Page extract =

— Start —

Attorneys General of the U.S., 1789 - Present
WILLIAM DEWITT MITCHELL
Fifty-Fourth Attorney General 1929-1933

Potrait of William Mitchell
Artist: John C.  Johansen (1876-1964)
MITCHELL was born in Winona, Minnesota, on September 9, 1874. He received his A.B. from the University of Minnesota in 1895, his LL.B. from that institution in 1896, and was admitted to the Minnesota bar. He began practicing law in St. Paul. Mitchell served as an infantry officer during the Spanish American War and World War I. On June 4, 1925, he was appointed Solicitor General of the United States. President Hoover appointed him Attorney General of the United States on March 4, 1929, and he held that office until March 4, 1933. Mitchell returned to New York City to practice law. He was named chairman of the Committee on Federal Rules of Civil Procedure, and chief counsel of the joint congressional committee investigating the Pearl Harbor disaster. He died on August 24, 1955, in Syosset, New York.

— End —

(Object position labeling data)

— Start —

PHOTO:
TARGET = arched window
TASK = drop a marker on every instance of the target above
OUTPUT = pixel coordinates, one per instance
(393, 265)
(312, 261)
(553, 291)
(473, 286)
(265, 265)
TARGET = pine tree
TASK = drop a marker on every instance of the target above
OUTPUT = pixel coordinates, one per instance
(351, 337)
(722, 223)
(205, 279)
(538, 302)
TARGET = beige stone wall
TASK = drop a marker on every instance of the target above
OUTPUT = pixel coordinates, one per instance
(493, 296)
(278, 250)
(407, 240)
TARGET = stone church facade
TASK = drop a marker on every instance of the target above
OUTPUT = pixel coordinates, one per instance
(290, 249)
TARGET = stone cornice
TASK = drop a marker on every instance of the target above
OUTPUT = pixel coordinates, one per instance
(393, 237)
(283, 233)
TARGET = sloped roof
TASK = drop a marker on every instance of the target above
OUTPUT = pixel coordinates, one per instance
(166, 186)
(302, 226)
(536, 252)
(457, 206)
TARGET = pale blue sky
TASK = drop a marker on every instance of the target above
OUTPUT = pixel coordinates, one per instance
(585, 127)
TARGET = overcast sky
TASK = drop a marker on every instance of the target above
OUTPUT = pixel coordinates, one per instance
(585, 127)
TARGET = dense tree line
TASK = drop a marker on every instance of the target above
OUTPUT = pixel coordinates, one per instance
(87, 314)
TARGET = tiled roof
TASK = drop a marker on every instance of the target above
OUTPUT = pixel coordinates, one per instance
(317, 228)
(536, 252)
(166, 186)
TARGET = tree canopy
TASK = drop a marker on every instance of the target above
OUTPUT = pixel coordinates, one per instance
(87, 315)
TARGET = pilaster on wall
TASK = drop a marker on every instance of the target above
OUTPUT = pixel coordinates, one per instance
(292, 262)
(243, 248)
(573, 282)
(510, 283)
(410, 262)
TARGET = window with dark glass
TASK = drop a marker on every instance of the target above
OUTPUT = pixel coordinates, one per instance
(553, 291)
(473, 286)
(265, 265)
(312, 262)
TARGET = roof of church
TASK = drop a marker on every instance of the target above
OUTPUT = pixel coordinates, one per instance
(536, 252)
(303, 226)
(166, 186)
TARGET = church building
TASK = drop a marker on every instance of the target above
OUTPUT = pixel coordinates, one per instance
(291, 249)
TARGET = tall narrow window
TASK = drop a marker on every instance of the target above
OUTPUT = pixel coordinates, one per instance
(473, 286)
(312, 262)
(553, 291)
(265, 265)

— End —

Parts of the exercise =
(a) According to the Mitchell biography, on what date was he appointed Solicitor General of the United States?
(b) Update the Mitchell biography between "Potrait of William" and "Syosset, New York.", inclusive, changing "St. Paul" to "Minneapolis".
(c) Translate this sentence from the Mitchell biography into Spanish: "He died on August 24, 1955, in Syosset, New York."

Replies =
(a) June 4, 1925

(b)
Potrait of William Mitchell
Artist: John C.  Johansen (1876-1964)
MITCHELL was born in Winona, Minnesota, on September 9, 1874. He received his A.B. from the University of Minnesota in 1895, his LL.B. from that institution in 1896, and was admitted to the Minnesota bar. He began practicing law in Minneapolis. Mitchell served as an infantry officer during the Spanish American War and World War I. On June 4, 1925, he was appointed Solicitor General of the United States. President Hoover appointed him Attorney General of the United States on March 4, 1929, and he held that office until March 4, 1933. Mitchell returned to New York City to practice law. He was named chairman of the Committee on Federal Rules of Civil Procedure, and chief counsel of the joint congressional committee investigating the Pearl Harbor disaster. He died on August 24, 1955, in Syosset, New York.

(c) Murió el 24 de agosto de 1955 en Syosset, Nueva York.